Saved data entries
────────────────────────────────────────

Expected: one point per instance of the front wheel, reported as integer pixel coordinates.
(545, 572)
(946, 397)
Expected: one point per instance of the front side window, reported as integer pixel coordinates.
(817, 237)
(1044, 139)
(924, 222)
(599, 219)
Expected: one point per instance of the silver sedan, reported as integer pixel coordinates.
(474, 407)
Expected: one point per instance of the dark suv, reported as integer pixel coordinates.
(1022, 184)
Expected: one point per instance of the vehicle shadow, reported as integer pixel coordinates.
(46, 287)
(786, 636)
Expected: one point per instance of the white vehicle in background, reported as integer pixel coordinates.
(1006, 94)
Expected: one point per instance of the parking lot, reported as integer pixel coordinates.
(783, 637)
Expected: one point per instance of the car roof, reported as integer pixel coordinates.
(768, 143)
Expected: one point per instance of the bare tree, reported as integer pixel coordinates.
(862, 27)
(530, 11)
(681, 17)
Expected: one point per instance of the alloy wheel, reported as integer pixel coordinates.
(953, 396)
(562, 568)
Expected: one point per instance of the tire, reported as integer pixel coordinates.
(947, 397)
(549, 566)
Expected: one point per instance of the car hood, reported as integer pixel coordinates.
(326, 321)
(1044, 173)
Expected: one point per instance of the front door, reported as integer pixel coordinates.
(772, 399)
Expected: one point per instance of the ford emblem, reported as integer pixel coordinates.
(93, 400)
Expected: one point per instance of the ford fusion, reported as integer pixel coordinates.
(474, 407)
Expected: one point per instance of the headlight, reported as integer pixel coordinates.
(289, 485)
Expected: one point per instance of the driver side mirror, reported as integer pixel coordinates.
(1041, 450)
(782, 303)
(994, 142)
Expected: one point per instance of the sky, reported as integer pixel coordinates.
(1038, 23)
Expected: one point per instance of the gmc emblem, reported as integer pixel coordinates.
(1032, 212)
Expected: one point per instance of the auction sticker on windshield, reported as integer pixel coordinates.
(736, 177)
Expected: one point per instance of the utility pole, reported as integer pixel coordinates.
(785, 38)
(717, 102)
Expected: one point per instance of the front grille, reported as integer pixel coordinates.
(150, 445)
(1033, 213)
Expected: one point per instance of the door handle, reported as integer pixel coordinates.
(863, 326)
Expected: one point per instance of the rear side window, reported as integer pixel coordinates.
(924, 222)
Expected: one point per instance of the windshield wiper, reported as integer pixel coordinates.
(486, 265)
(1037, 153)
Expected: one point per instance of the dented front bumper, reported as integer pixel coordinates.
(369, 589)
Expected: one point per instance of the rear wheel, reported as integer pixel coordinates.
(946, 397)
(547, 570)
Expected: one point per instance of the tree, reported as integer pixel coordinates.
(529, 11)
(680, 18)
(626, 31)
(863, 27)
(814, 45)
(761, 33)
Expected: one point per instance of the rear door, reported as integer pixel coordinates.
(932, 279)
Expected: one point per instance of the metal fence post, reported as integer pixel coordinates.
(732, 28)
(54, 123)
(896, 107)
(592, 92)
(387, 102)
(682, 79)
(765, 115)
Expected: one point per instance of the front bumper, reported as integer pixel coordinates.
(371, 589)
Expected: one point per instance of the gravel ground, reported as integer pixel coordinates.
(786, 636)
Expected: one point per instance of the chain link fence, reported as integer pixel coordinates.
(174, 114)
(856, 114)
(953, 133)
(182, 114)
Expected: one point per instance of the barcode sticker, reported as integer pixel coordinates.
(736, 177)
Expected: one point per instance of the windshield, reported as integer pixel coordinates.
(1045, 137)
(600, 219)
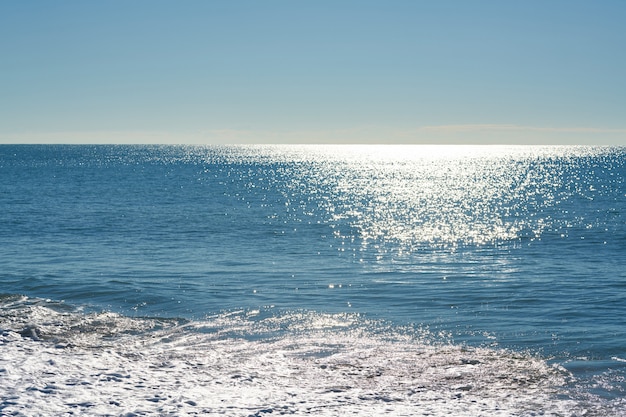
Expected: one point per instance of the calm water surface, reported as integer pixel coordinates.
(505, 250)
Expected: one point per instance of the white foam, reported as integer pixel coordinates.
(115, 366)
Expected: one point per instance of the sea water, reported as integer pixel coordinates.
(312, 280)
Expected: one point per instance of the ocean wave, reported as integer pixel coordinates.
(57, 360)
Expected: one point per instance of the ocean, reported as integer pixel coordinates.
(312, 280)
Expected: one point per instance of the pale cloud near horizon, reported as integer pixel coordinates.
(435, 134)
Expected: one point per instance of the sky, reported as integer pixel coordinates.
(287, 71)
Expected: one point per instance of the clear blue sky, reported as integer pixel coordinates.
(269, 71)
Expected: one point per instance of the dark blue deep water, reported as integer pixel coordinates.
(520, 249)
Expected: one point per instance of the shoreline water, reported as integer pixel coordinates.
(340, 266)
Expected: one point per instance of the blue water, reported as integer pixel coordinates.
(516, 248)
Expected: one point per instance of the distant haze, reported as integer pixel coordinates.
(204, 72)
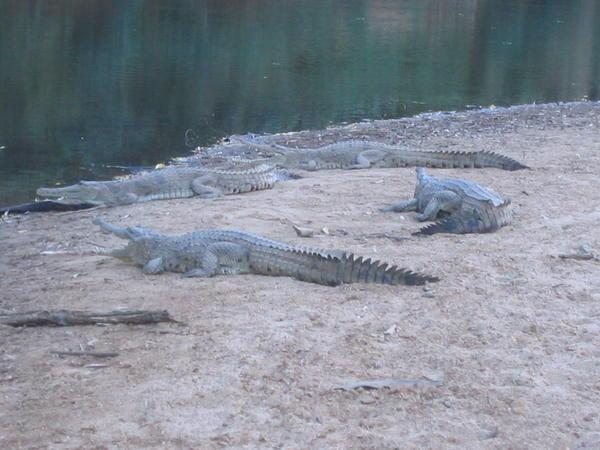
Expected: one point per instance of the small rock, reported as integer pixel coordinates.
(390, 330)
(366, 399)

────────────────────────────────────────

▶ Exercise brief
Copy every line of the data exactly as written, excluding the pictures.

▶ Solution to the exercise
Expected: one point per instance of the front wheel, reported as integer pixel coordinates.
(545, 572)
(946, 397)
Expected: one point per instance of the front side window, reported as integer pixel coordinates.
(817, 237)
(1044, 139)
(924, 222)
(599, 219)
Expected: one point per instance of the silver sedan, reported as integer pixel coordinates.
(474, 407)
Expected: one point per instance of the dark suv, reported as integer pixel coordinates.
(1022, 184)
Expected: one point per instance of the vehicle shadow, reported as integer pixel coordinates.
(46, 287)
(786, 636)
Expected: one point per instance of the white vehicle in background, reported as integer pixel coordinates.
(1006, 94)
Expected: one point per instance of the parking lot, reported as integer pixel coordinates.
(783, 637)
Expected: one point per instance of the car roof, reported as integer pixel coordinates.
(768, 143)
Expected: one point per instance of the bare tree, reported as integer pixel coordinates.
(862, 27)
(530, 11)
(681, 17)
Expected: one point per instance of the alloy wheel, reported as integer pixel coordinates.
(953, 396)
(562, 568)
Expected: one point per instance of the tire, reported as integer pixel coordinates.
(947, 397)
(549, 566)
Expected: one point per instance of the car hood, reported as integer pixel coordinates.
(326, 321)
(1044, 173)
Expected: one point per instance of the front door, reported as integer pixel coordinates.
(772, 399)
Expected: one point per instance of the ford emblem, reported as integer pixel coordinates.
(93, 400)
Expected: one point per instance of the ford fusion, reported as integer pixel coordinates.
(474, 407)
Expected: one point per instance of the headlight, reported as integer pixel coordinates.
(289, 485)
Expected: one point per instance of the driver side mirror, reported as integer pixel coordinates.
(1041, 450)
(782, 303)
(994, 142)
Expected: one point per instance of the sky, reported as integer pixel coordinates.
(1038, 23)
Expected: one point per instance of the gmc emblem, reported as integer pixel coordinates.
(1032, 212)
Expected: one point per instance of the auction sticker on windshield, reported as integer pixel coordinates.
(736, 177)
Expected: one point per instance of the utility pole, reported as integer pixel coordinates.
(785, 38)
(717, 102)
Expected: one point per instance of the front grille, reported as integer pixel coordinates.
(150, 445)
(1033, 213)
Expected: one point per instance of the door handle, reported as integer pixel coordinates.
(863, 326)
Expected: one point per instance of the rear side window, reported as integer pixel coordinates.
(924, 222)
Expected: one point per instance of the windshield wiper, reported as integer pixel coordinates.
(486, 265)
(1037, 153)
Expected: one point per instance of the dented front bumper, reported as integer pixel coordinates.
(369, 589)
Expected: one point per instance of the rear wheel, reported as integer pixel coordinates.
(946, 397)
(547, 570)
Expected: one point per instance of the tree, reported as integer pixel coordinates.
(529, 11)
(680, 18)
(626, 31)
(863, 27)
(814, 45)
(761, 33)
Expected: one point per instance of the rear door, reported as integer pixel coordinates.
(932, 279)
Expected: one point per instance of the metal fence post, reported as integer pixel coordinates.
(732, 28)
(54, 123)
(896, 107)
(592, 92)
(387, 102)
(682, 79)
(765, 115)
Expected: one point per instance of the front bumper, reported as integer pixel coordinates.
(371, 589)
Expected: one point per instance of the gravel ground, reported as integer pixel coordinates.
(786, 636)
Expected: one point per instance of the chain link fence, reported as integer pixel coordinates.
(174, 114)
(856, 114)
(953, 133)
(182, 114)
Expected: one point per instance of the barcode sticker, reported as integer pixel coordinates.
(736, 177)
Expected: one point per instance of the windshield, reported as integer pixel coordinates.
(1045, 137)
(600, 219)
Expected: one point per instance of the calm water surface, reported as integer pixel coordinates.
(505, 250)
Expected: one point per instance of the white foam, reported as integer pixel coordinates.
(115, 366)
Expected: one point per instance of the sea water, reported as integer pixel coordinates.
(312, 280)
Expected: one point per instance of the ocean wave, reported as integer pixel coordinates.
(57, 360)
Expected: one point per instance of the ocean, reported as integer pixel coordinates.
(312, 280)
Expected: one point per instance of the pale cloud near horizon, reported as integer pixel coordinates.
(435, 134)
Expected: one point per instance of the sky, reported as integer pixel coordinates.
(287, 71)
Expected: one point per instance of the clear blue sky, reported as integer pixel coordinates.
(269, 71)
Expected: one point per instance of the dark blue deep water, reported as integer pixel coordinates.
(520, 249)
Expected: one point per instance of the shoreline water, reported as integer pixel coordinates.
(340, 266)
Expected: one point per instance of the blue water, reported as integer pixel coordinates.
(516, 248)
Expected: one point per instance of the distant haze, reported as integer pixel coordinates.
(204, 72)
Expected: one point per instance of the small rock, reported as integer pixel coordinates.
(390, 330)
(366, 399)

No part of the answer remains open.